• [Work instructions] Only an exact retyping of all the entries counts as an answer.

• [Available data]
===============

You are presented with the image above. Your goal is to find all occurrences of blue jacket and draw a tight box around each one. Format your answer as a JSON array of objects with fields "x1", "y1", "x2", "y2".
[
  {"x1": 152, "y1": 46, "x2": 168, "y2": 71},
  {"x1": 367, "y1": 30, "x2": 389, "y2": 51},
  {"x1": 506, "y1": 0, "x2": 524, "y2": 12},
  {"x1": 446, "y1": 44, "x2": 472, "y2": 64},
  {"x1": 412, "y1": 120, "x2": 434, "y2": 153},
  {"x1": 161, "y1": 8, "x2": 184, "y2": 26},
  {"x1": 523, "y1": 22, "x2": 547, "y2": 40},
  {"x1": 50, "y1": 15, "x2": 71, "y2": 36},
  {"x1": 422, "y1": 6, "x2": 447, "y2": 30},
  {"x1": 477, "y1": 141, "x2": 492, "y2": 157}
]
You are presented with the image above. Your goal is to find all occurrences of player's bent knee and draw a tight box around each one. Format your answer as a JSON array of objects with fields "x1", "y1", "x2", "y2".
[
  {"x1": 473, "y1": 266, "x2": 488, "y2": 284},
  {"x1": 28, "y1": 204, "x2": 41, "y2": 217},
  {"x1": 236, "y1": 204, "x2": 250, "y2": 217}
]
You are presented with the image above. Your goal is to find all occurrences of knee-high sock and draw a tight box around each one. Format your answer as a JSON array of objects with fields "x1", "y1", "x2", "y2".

===============

• [Response to the exercise]
You are presented with the image above. Your goal is to find all occurrences of blue jacket and draw a tight box around each one. Format your answer as a JSON array of objects with fields "x1", "y1", "x2", "y2".
[
  {"x1": 152, "y1": 46, "x2": 168, "y2": 71},
  {"x1": 367, "y1": 30, "x2": 389, "y2": 51},
  {"x1": 506, "y1": 0, "x2": 524, "y2": 12},
  {"x1": 446, "y1": 44, "x2": 472, "y2": 64},
  {"x1": 412, "y1": 120, "x2": 434, "y2": 153},
  {"x1": 161, "y1": 8, "x2": 184, "y2": 26},
  {"x1": 523, "y1": 22, "x2": 547, "y2": 40},
  {"x1": 50, "y1": 15, "x2": 71, "y2": 36},
  {"x1": 422, "y1": 6, "x2": 447, "y2": 30},
  {"x1": 477, "y1": 141, "x2": 492, "y2": 157}
]
You are presented with the image above. Your goal is to find all occurrences of player's bent knee and draw a tight box around each one. Format your answer as a JSON array of objects with fields "x1", "y1", "x2", "y2".
[
  {"x1": 473, "y1": 266, "x2": 488, "y2": 284},
  {"x1": 28, "y1": 204, "x2": 41, "y2": 217},
  {"x1": 236, "y1": 204, "x2": 250, "y2": 217}
]
You are presented with the image above. Your goal is to find all occurrences of knee-high sock and draw a tight box around each one. Format your answer as a JSON array of objects with fields "x1", "y1", "x2", "y2".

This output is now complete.